任务说明: 能把下面的全部条目逐行放进一个编号列表吗？空行略去，图片不要放进答案。
*** 已知信息 ***
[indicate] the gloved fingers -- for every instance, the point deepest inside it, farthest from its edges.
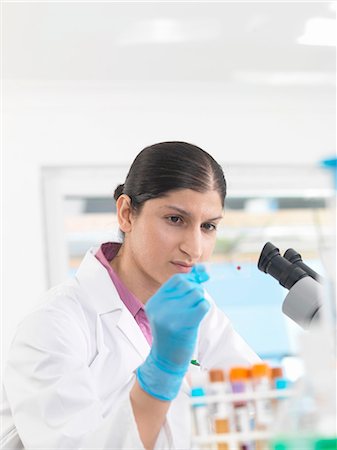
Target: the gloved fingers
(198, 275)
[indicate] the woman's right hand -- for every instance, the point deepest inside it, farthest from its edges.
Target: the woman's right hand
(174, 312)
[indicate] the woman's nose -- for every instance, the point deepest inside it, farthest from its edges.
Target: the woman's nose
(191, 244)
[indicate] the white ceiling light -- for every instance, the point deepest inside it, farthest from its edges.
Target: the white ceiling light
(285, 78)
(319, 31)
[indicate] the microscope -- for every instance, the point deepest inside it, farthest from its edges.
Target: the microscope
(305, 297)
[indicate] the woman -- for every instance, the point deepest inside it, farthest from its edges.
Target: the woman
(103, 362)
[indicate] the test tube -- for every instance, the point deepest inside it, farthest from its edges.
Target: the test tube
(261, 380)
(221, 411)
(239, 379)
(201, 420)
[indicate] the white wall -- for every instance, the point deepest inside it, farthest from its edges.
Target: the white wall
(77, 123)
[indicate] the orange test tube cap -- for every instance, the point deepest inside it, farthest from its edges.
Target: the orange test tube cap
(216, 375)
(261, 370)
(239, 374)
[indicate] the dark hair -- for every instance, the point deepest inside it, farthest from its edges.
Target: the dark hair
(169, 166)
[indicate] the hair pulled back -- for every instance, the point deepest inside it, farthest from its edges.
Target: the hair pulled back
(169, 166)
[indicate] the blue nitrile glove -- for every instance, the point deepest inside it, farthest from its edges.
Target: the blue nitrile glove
***
最终答案:
1. [indicate] the gloved fingers -- for every instance, the point deepest inside it, farthest from its edges.
2. Target: the gloved fingers
3. (198, 275)
4. [indicate] the woman's right hand -- for every instance, the point deepest inside it, farthest from its edges.
5. Target: the woman's right hand
6. (174, 312)
7. [indicate] the woman's nose -- for every instance, the point deepest inside it, farthest from its edges.
8. Target: the woman's nose
9. (191, 244)
10. [indicate] the white ceiling light -- for every instance, the point deepest inside it, farthest from its edges.
11. Target: the white ceiling light
12. (285, 78)
13. (319, 31)
14. [indicate] the microscope -- for every instance, the point deepest inside it, farthest from its edges.
15. Target: the microscope
16. (305, 297)
17. [indicate] the woman -- for every instance, the point deepest inside it, farthest from its edges.
18. Target: the woman
19. (103, 362)
20. [indicate] the test tube -- for every instance, the point deepest inside it, farthest from its edges.
21. Target: the test tube
22. (261, 380)
23. (221, 411)
24. (239, 379)
25. (201, 420)
26. [indicate] the white wall -- for every instance, the point deepest inside it, farthest from its edges.
27. Target: the white wall
28. (77, 123)
29. [indicate] the orange test tube cap -- for every instance, the point deepest inside it, farthest from its edges.
30. Target: the orange test tube cap
31. (216, 375)
32. (261, 370)
33. (239, 374)
34. [indicate] the dark hair -- for every instance, the point deepest inside it, farthest from its edges.
35. Target: the dark hair
36. (169, 166)
37. [indicate] the hair pulled back -- for every instance, the point deepest inside it, farthest from its edges.
38. Target: the hair pulled back
39. (169, 166)
40. [indicate] the blue nitrile glove -- for every instance, the point deepest inside it, farthest from its edges.
41. Target: the blue nitrile glove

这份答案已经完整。